Short task: State how many lines of the material below contain the string "style", with case counting, and give only that number.

***** Extracted records

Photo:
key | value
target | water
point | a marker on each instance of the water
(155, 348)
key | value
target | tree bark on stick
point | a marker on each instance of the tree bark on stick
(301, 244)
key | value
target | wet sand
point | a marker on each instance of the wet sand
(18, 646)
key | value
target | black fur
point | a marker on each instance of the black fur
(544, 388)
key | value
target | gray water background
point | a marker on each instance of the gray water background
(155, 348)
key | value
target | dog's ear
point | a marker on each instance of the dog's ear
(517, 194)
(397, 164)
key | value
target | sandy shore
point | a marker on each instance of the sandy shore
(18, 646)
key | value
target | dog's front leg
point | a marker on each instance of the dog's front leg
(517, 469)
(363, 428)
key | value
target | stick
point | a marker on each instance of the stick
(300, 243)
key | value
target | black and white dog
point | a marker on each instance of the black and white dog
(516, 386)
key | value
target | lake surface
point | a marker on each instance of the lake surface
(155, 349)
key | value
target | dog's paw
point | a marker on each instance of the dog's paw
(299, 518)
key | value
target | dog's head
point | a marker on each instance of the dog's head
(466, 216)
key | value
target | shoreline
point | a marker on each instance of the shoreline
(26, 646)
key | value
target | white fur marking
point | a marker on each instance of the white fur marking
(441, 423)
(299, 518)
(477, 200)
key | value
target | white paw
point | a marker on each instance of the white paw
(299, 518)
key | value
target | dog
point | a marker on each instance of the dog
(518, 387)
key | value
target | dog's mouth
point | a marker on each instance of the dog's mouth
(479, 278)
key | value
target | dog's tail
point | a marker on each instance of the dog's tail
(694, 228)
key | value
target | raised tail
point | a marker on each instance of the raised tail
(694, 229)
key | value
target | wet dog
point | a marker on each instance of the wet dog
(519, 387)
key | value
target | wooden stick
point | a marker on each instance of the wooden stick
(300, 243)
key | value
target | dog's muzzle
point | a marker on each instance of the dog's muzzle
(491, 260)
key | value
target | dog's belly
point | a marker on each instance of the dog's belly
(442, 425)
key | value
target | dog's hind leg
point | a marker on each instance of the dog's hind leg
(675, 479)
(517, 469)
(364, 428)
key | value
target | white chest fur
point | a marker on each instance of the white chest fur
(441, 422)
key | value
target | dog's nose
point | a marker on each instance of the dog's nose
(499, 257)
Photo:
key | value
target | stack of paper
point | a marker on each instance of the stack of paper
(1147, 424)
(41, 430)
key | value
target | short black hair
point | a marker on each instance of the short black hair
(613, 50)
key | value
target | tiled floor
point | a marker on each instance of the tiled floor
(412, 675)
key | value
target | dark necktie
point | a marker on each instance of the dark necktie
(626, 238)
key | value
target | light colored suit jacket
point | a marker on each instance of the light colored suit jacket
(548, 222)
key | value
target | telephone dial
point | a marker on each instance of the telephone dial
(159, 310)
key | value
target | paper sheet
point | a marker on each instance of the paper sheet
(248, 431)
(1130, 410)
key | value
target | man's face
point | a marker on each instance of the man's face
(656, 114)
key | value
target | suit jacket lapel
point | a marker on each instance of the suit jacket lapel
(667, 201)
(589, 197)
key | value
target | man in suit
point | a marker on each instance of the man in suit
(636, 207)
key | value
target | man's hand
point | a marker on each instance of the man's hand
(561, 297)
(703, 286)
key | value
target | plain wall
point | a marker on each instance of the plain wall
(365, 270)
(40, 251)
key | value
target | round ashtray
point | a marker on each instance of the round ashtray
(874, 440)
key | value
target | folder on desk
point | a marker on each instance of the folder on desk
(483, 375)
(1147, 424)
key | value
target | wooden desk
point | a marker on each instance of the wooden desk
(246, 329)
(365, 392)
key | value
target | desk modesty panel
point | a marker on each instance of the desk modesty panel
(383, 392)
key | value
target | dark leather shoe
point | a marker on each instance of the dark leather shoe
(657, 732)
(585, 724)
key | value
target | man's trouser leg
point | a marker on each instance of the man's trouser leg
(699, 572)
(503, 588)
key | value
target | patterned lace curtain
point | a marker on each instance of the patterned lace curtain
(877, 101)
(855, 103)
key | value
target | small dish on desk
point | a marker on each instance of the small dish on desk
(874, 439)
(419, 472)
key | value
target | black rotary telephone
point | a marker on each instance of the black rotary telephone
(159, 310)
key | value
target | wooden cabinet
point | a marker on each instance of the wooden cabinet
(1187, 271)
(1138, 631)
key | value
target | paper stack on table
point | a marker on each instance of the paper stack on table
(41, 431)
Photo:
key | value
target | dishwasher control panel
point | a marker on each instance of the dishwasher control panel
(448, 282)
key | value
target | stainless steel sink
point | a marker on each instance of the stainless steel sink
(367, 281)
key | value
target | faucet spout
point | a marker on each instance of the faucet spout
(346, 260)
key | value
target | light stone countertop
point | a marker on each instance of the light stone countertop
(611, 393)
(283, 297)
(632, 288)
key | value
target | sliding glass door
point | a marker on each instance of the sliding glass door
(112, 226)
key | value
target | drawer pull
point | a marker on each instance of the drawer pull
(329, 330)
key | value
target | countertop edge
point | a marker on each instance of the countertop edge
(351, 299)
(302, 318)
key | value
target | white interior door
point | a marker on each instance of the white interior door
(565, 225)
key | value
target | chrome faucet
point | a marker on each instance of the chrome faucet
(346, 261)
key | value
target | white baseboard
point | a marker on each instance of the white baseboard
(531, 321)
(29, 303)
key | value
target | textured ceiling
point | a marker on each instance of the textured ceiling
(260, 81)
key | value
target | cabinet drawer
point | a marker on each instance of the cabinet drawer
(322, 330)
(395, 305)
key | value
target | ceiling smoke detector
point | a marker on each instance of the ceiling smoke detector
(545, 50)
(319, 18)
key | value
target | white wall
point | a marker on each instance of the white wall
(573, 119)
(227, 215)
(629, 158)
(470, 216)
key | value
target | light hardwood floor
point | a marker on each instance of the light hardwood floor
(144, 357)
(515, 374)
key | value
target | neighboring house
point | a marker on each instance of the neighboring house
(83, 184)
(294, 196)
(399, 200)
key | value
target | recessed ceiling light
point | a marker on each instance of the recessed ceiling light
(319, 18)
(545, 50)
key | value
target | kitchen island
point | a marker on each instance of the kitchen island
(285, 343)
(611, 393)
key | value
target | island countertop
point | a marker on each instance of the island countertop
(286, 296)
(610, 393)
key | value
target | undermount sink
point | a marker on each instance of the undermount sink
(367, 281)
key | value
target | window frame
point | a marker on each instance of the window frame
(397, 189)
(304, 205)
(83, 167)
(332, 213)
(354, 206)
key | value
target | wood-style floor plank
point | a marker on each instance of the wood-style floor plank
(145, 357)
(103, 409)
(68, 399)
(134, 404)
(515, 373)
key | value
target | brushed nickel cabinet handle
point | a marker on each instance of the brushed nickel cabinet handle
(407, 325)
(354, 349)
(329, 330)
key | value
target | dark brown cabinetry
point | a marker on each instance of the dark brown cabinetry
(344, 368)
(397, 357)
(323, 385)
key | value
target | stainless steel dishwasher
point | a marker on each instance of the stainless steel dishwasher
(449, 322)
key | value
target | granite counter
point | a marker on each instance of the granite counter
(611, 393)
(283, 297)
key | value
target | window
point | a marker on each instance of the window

**********

Complete output: 2